begin Listed records

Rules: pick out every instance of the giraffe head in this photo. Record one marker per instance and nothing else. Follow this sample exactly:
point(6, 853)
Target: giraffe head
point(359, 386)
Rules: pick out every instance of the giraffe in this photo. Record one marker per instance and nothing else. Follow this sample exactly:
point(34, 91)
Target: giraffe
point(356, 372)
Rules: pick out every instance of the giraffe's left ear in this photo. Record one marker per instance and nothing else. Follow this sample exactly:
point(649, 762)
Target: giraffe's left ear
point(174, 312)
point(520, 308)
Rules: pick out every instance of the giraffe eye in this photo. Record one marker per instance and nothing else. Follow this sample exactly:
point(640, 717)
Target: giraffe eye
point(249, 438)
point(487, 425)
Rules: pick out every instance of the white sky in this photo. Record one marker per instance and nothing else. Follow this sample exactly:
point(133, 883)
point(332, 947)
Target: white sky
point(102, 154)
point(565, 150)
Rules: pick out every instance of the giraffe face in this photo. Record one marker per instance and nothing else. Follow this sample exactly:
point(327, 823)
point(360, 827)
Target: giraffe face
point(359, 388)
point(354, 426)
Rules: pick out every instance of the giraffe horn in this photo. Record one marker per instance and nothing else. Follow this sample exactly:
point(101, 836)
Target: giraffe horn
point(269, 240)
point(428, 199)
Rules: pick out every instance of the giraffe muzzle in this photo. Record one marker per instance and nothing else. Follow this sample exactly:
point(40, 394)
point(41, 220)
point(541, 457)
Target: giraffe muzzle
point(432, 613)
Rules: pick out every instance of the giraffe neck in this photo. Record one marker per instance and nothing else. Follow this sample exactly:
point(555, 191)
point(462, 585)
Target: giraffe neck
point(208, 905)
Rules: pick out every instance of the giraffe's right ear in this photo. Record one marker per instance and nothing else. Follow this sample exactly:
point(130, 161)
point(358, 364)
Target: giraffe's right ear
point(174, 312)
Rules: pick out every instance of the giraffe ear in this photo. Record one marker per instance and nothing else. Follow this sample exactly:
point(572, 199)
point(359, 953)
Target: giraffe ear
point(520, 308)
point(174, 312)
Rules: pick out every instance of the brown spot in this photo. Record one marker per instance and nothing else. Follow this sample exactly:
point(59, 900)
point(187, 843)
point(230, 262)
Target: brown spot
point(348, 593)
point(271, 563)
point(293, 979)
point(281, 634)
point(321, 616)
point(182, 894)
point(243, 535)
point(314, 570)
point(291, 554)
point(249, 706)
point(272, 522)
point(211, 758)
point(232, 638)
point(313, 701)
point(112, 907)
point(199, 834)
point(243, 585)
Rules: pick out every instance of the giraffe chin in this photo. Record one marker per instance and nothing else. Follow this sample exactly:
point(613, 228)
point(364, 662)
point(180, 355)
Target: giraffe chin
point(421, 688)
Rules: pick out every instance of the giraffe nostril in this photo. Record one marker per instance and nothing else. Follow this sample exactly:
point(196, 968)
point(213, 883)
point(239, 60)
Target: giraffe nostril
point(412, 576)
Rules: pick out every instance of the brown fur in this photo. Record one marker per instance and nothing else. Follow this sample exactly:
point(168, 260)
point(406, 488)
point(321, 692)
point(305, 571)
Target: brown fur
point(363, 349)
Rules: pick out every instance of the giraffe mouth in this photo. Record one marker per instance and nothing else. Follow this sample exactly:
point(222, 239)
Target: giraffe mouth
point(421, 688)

end Listed records

What the task asks =>
Repeat every one of the entries above word for word, changing nothing.

Written solution =>
Rules: pick out every instance of the giraffe head in this photo. Record one marker per instance and nothing else. Follow this sample exactly:
point(6, 853)
Target: giraffe head
point(359, 386)
Rules: pick out every instance of the giraffe in this photo. Record one marker per instance and nothing else. Follow this sample exactly:
point(34, 91)
Target: giraffe
point(356, 372)
Rules: pick out every instance of the giraffe's left ear in this photo. Record one marker per instance and nothing else. Follow this sample exactly:
point(649, 762)
Target: giraffe's left ear
point(174, 312)
point(520, 308)
Rules: pick out every instance of the giraffe eye in this photo. Record one marker per instance and nothing else. Follow this sample exactly:
point(640, 717)
Target: giraffe eye
point(249, 438)
point(487, 425)
Rules: pick out every instance of the white sky in this photo. Record one marker per instance and nothing else. Follow this sample exactly:
point(133, 883)
point(332, 947)
Target: white sky
point(102, 154)
point(565, 150)
Rules: pick out every instance of the giraffe face in this photo. Record one marker per instance and nothing else. Follow this sample exactly:
point(327, 823)
point(360, 827)
Target: giraffe face
point(359, 388)
point(354, 426)
Rules: pick out every instance of the giraffe horn in this photo. Record one marker per instance and nothing else. Follow this sample exactly:
point(101, 836)
Target: giraffe horn
point(269, 240)
point(428, 199)
Rules: pick out every instance of the giraffe muzzle in this photo. Record one marker per instance and nothing else. Follow this sample exactly:
point(40, 394)
point(41, 220)
point(541, 457)
Target: giraffe muzzle
point(432, 613)
Rules: pick out every instance of the giraffe neck in this photo. Record one marker per instance and nothing else. Follow this sample exactly:
point(555, 191)
point(462, 585)
Target: giraffe neck
point(208, 905)
Rules: pick out every instance of the giraffe's right ear in this photo. Record one marker per instance and nothing else. Follow this sample exactly:
point(130, 161)
point(358, 364)
Target: giraffe's right ear
point(174, 312)
Rules: pick out every instance of the giraffe ear in this photo. Record one marker per instance and nothing else. Follow this sample exactly:
point(572, 199)
point(359, 953)
Target: giraffe ear
point(520, 308)
point(174, 312)
Rules: pick out every instance of the brown spot in this photo. Record one marker per instance and nothing else. Follow this sample exactly:
point(59, 900)
point(187, 843)
point(230, 262)
Target: brown spot
point(348, 593)
point(271, 563)
point(293, 979)
point(281, 634)
point(321, 616)
point(182, 894)
point(243, 535)
point(314, 570)
point(291, 554)
point(249, 706)
point(272, 522)
point(211, 758)
point(232, 638)
point(313, 701)
point(112, 907)
point(199, 834)
point(243, 585)
Rules: pick out every instance of the giraffe chin in this photo. Record one marker per instance and nothing else. Follow this sample exactly:
point(613, 228)
point(364, 662)
point(180, 355)
Target: giraffe chin
point(421, 688)
Rules: pick out every instance of the giraffe nostril in this photo. Record one marker per instance and nothing else. Follow this sample exactly:
point(196, 968)
point(213, 883)
point(239, 60)
Target: giraffe nostril
point(412, 576)
Rules: pick out every instance of the brown fur in this photo. Record one marker per instance and nothing else. Follow this sample exactly:
point(168, 260)
point(406, 488)
point(321, 692)
point(305, 571)
Target: brown fur
point(363, 349)
Rules: pick out every instance of the giraffe mouth in this photo. Record one marker per instance and nothing else. Follow this sample exactly:
point(222, 239)
Target: giraffe mouth
point(421, 688)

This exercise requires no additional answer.